* WHAT THIS TASK INVOLVES: Read the listing and extract each line that includes the word "occurrence".
◇ ◇ ◇
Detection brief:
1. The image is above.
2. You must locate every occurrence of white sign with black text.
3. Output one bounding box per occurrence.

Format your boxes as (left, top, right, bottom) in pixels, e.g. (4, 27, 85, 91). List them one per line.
◇ ◇ ◇
* EXERCISE RESPONSE:
2. You must locate every occurrence of white sign with black text.
3. Output one bounding box per occurrence.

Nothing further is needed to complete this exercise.